┌─ Gegebene Daten
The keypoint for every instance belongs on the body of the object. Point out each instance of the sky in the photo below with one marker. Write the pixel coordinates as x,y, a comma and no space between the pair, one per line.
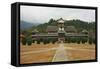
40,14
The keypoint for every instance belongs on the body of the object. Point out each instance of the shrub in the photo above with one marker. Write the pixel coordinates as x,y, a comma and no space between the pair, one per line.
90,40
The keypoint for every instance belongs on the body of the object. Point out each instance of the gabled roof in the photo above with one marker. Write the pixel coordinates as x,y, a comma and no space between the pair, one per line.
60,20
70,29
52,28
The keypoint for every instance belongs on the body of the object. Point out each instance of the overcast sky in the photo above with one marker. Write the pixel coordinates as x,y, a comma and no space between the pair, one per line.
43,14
└─
┌─ Gegebene Daten
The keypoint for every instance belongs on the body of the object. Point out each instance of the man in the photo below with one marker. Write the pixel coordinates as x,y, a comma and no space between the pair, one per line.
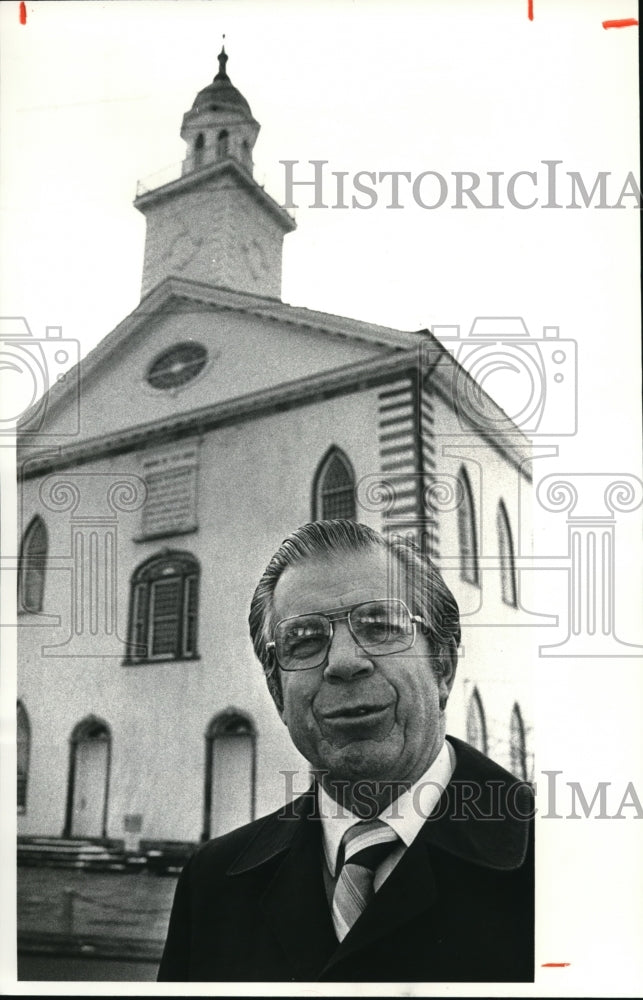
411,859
└─
• Arbeitsauftrag: Ziehe aus den Zeilen oben jede heraus, in der die Zeichenfolge „Point“ vorkommt. Achte dabei auf Groß- und Kleinschreibung.

• Gelöste Aufgabe:
The keypoint for every instance belongs on the body of the object. Point out each instance of the sky in the photo below with one marker. Write the pixel coordinates as x,y, a comma and no space between the pair, one per line.
The keypoint for every instance belongs on the body of the object. Point out each instance of the shrub in the photo above with one marker. Write the pixel coordinates as x,y, a comma and no space between the pair, one per line.
The keypoint for every instance belongs on the body of the object. Point out each instance of the gabled roof in the photo above with one marker. Write the pixel coordinates as x,y, a comma and no space between the pair, one per line.
The keypoint for every instance belongs on the body of the object. Point out each instance of the overcast sky in the photo above with one marker. Write the pixel coordinates as x,y, a comma and no space between the pair, one per line.
The keypoint for every instance belongs on the body of the object. Point out each instance of the man in the photo below with one marker. Write the pixel coordinates as x,y, a comma and no space between the pair, one per line.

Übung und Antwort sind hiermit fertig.